SOURCE DOCUMENT:
Vengerov: Full of Bull

If, like me, you regard the 31-year-old Maxim Vengerov as one of the greatest musicians ever to wield a bow, I've got news for you: As much as you may admire his Tchaikovsky and Shostakovich, you don't know Maxim to the max until you've experienced his hilarious narration and musical portrayal of the beloved children's classic, "Ferdinand the Bull"---the story by Munro Leaf that you read to your children (and that your parents read to you), about the bull who just liked to "sit and smell the flowers."

Last night at, of all places, the Jewish Community Center in Tenafly, NJ, he applied his usual richness of tone and sumptuous expressivity to a program of Mozart, Prokofiev and Shostakovich, all taken from the playlist of his performance last Saturday night at Carnegie Hall.

RECORDS TO PROCESS:
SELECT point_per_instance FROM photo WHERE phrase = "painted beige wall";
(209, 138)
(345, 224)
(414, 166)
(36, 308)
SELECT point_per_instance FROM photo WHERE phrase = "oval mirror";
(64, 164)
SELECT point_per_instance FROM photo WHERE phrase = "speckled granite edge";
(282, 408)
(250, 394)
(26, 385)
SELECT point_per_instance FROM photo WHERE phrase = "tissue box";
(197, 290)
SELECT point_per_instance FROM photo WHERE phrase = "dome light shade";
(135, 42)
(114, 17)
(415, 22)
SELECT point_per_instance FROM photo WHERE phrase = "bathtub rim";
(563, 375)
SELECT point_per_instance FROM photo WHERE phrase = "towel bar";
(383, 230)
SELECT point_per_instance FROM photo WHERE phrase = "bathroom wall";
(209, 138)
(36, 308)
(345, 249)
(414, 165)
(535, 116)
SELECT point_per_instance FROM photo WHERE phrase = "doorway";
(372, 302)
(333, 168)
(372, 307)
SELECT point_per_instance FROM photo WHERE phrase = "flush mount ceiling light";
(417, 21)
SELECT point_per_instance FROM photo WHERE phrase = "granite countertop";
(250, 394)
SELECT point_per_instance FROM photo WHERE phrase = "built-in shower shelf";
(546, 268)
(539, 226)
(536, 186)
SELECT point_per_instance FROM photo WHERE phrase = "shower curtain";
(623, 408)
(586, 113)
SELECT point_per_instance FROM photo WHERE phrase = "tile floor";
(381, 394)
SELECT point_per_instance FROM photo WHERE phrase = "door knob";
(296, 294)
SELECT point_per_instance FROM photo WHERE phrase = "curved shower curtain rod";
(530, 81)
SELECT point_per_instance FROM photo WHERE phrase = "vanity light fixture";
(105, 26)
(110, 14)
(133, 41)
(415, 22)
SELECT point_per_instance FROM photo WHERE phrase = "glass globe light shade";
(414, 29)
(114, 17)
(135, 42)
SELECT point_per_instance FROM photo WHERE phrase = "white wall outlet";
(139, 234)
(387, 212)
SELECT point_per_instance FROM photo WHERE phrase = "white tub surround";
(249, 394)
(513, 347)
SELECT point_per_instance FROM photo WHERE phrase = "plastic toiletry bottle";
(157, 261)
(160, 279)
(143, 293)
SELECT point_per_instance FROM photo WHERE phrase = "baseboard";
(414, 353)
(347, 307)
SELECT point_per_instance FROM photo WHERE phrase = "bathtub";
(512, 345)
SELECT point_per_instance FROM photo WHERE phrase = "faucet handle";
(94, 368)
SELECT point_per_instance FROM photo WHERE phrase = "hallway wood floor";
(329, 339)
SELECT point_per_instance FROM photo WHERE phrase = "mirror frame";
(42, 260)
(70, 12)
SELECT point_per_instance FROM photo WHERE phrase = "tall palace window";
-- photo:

REQUIRED ACTIONS:
a – Answer these questions using the Vengerov review:
(i) How old is Maxim Vengerov?
(ii) Who wrote the story "Ferdinand the Bull"?
(iii) Where did the performance described as taking place last night happen?
b – Report every line of the listing that contains the string "mirror". Case counts.
The Vengerov review and the listing come from unrelated sources.

COMPLETED EXERCISE:
a –
(i) He is 31 years old.
(ii) Munro Leaf wrote it.
(iii) It happened at the Jewish Community Center in Tenafly, NJ.

b –
SELECT point_per_instance FROM photo WHERE phrase = "oval mirror";
SELECT point_per_instance FROM photo WHERE phrase = "mirror frame";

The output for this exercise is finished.